*What you should do*
Locate every line in the records below that holds the word "leaf" and return each one.

Stored records:
▽
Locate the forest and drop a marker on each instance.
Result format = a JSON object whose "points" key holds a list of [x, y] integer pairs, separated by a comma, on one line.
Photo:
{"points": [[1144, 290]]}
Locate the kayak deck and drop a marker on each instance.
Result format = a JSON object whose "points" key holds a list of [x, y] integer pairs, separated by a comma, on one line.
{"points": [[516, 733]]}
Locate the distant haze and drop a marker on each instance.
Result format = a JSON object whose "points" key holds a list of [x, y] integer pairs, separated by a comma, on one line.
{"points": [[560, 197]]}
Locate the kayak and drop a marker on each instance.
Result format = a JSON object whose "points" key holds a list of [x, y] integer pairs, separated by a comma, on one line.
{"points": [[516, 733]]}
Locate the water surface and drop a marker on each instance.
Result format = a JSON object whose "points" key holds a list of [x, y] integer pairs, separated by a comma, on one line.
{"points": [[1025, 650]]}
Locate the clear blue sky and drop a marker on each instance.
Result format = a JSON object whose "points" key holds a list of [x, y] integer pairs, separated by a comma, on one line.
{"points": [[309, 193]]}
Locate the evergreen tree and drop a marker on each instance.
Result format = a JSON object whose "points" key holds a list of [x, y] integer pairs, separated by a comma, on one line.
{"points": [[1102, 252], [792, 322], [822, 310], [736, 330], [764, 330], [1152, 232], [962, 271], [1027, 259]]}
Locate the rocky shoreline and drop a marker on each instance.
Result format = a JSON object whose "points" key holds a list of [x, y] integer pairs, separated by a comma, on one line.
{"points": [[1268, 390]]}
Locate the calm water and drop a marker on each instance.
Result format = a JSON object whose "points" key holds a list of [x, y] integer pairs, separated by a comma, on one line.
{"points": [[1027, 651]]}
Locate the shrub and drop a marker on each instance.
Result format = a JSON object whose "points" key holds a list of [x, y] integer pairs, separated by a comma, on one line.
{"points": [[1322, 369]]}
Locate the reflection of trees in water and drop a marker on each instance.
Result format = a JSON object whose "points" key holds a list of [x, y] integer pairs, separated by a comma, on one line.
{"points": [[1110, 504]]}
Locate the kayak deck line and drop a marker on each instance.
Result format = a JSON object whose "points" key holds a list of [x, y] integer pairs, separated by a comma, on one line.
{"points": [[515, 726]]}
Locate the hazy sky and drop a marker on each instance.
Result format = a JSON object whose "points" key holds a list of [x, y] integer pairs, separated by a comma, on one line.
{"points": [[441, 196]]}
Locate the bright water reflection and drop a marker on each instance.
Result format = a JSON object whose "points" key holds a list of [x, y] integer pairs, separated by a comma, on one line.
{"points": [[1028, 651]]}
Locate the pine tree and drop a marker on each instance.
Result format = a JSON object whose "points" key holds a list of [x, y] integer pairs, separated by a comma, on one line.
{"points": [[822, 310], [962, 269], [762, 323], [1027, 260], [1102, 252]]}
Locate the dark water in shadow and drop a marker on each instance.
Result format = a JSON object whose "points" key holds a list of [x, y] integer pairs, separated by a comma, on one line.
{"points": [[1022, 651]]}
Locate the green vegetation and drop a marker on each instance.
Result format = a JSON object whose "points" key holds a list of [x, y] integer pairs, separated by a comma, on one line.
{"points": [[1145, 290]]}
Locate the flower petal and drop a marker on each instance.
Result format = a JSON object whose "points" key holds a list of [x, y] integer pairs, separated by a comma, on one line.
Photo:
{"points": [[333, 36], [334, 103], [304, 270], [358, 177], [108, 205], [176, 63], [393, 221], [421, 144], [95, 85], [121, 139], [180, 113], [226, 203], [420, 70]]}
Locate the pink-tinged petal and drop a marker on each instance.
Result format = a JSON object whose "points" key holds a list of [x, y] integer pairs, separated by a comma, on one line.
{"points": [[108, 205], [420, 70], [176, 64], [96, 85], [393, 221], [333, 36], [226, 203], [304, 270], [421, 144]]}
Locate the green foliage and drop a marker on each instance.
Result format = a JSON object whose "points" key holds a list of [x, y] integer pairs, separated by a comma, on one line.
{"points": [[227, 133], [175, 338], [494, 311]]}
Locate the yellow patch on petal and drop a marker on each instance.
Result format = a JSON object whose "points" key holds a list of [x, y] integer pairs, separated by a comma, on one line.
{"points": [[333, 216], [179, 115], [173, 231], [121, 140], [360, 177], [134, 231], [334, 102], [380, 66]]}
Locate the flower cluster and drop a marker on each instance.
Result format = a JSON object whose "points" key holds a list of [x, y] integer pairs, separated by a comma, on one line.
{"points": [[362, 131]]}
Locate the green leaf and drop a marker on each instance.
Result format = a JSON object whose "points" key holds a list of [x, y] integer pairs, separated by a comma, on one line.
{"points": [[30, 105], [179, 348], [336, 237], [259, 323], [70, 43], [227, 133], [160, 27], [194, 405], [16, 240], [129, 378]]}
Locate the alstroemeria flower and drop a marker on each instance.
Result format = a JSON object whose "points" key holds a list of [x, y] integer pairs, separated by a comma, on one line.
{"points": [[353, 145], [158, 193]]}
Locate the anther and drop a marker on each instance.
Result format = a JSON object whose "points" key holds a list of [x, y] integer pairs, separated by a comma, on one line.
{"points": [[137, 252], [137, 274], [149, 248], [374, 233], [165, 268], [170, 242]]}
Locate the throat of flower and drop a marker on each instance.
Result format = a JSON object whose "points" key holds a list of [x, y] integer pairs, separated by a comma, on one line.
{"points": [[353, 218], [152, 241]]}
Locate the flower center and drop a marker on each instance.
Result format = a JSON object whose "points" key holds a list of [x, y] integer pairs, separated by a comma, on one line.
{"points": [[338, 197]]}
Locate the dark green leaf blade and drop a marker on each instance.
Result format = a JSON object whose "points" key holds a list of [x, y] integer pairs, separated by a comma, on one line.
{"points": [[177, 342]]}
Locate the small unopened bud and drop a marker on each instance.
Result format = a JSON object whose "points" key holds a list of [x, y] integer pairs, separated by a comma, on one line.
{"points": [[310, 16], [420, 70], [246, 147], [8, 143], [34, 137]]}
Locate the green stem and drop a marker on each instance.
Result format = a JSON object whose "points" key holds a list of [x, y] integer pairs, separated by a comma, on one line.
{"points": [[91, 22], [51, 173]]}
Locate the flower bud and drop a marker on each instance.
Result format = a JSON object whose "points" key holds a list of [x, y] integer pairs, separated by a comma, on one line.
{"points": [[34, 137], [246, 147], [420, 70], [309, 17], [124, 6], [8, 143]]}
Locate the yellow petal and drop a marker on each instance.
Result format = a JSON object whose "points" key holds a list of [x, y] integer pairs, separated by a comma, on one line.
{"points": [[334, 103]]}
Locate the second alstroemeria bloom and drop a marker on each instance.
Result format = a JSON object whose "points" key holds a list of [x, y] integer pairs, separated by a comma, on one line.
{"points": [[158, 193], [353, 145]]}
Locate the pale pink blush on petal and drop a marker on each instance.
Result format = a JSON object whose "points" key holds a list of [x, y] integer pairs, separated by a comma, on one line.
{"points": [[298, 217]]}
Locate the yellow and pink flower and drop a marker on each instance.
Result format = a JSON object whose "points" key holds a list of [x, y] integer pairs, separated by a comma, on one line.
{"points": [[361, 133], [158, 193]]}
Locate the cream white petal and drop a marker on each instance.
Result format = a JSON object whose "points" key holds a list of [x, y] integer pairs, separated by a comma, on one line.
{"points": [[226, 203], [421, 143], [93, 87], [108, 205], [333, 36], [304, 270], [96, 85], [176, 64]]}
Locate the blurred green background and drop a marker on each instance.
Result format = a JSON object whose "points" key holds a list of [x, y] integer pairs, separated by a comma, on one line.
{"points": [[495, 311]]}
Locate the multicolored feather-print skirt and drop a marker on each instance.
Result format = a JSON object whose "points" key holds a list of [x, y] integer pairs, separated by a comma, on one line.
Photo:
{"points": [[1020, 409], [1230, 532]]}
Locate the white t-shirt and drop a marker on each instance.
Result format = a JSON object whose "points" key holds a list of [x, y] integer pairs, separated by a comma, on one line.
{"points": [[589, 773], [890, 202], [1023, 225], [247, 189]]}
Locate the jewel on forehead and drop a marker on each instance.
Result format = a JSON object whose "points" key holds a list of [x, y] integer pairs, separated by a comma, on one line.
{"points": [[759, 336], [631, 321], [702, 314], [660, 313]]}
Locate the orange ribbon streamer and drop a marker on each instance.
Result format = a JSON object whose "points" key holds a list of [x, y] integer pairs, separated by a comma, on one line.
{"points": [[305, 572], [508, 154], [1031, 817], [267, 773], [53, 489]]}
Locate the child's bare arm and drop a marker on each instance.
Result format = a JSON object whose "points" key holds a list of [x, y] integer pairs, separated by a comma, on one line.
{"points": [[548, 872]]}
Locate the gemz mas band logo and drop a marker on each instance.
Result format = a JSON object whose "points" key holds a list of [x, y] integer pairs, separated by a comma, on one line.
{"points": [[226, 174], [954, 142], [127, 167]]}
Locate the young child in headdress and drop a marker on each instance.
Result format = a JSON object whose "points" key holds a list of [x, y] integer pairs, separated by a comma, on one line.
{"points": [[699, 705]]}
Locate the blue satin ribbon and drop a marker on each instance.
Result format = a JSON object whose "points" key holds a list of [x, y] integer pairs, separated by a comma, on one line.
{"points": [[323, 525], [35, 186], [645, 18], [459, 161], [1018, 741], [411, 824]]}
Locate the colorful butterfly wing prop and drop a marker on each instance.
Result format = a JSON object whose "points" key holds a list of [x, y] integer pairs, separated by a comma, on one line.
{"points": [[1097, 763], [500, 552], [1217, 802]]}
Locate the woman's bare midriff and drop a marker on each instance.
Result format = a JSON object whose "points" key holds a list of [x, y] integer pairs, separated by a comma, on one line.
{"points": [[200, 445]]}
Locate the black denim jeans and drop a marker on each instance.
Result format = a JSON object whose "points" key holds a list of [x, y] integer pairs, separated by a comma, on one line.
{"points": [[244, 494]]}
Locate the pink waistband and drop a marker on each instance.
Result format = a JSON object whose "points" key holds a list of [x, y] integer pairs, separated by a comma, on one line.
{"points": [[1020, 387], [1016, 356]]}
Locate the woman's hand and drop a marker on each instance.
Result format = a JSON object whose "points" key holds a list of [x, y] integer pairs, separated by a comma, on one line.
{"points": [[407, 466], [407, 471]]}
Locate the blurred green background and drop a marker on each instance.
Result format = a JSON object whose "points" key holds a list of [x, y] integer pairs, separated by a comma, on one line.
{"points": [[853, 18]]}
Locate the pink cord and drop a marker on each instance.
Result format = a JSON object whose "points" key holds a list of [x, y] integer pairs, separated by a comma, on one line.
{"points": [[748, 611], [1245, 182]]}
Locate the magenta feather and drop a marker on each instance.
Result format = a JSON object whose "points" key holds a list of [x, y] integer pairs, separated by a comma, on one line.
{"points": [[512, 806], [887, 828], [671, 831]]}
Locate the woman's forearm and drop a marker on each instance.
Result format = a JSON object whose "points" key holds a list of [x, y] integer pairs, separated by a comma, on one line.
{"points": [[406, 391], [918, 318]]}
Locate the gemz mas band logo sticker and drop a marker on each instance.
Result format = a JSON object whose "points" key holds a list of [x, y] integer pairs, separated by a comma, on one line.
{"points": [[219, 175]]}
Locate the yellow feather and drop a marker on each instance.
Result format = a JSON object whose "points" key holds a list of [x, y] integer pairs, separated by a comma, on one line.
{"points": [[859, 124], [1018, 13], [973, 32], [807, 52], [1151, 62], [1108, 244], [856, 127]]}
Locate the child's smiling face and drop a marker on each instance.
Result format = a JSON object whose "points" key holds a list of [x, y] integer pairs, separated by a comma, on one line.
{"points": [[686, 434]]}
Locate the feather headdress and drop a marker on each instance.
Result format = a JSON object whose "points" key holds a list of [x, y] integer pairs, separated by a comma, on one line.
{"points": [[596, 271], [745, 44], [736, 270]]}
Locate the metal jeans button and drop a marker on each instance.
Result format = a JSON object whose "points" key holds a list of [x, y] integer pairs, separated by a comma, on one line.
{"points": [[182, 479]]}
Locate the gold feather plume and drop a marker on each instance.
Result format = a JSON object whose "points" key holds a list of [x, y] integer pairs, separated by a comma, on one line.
△
*Task result*
Locate the green leaf and drop a marker on each instance.
Locate the dark green leaf blade and drop a marker on each instance.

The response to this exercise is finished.